▶ _ESTRATTO DELLA FONTE_:
++++++++++++++++++++
1) Individuare una qualche, anche assurda, motivazione: c’è sempre una causa scatenante, un punto estremo di rottura, un episodio che risuona come un improvviso risveglio di coscienza o uno schiaffo sonoro dato al tuo amor proprio sopito e che ti fa domandare d’un tratto “quand’è che sono diventato così?”. Il mio è, a dire il vero, piuttosto banale: tra le numerose foto che mia madre ogni tanto ripesca a casaccio dagli album di famiglia e che da decenni ritaglia e pieghetta a mo’ di origami, per riuscire ad incastrarle, chissà poi come, in microscopiche cornici di silver plate, riducendo di fatto l’infanzia mia e di mia sorella a una serie di ricordi penosamente sforbiciati in minuscole sagome, ha fatto la sua comparsa uno scatto che avevo, ahimè, dimenticato. Sono io, o meglio, una versione assai più giovane e snella di me, gli anni circa la metà, il doppio i capelli, mentre riemergo in costume da bagno, abbronzato e fluttuante, da uno scivolo in un non meglio identificato parco acquatico. Il riflesso della mia linea appesantita restituito al momento dallo specchio distava ormai troppo da quell’immagine da sirenetto, seppur datata, che non posso neanche sognare di replicare in questa vita, ma trattandosi comunque dello stesso soggetto, un qualche margine di miglioramento potevo, anzi dovevo, provare a prenderlo in considerazione.
++++++++++++++++++++
▶ _MATERIALE_:

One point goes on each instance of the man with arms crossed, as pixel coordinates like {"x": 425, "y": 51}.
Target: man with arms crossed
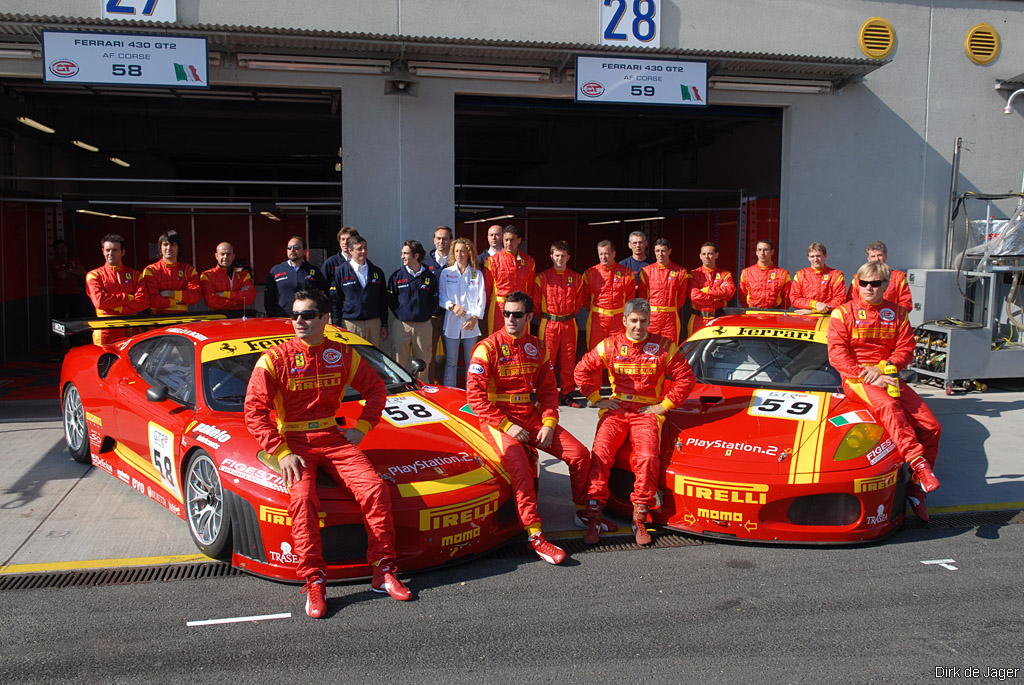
{"x": 865, "y": 335}
{"x": 639, "y": 364}
{"x": 297, "y": 380}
++++++++++++++++++++
▶ _CONSEGNE_:
1. Secondo l'estratto, in che cosa la madre riesce a incastrare le foto ritagliate e piegate?
2. Indica se ciascuna affermazione concorda con l'estratto, rispondendo sì o no e citando le parole decisive del testo: (a) la madre ritaglia le foto di famiglia da decenni; (b) nello scatto ritrovato la persona ritratta aveva più capelli di oggi; (c) il parco acquatico della foto viene indicato per nome.

▶ _RISPOSTE ALLE CONSEGNE_:
1. In microscopiche cornici di silver plate.

2.
(a) Sì: "da decenni ritaglia e pieghetta a mo’ di origami".
(b) Sì: "il doppio i capelli".
(c) No: "in un non meglio identificato parco acquatico".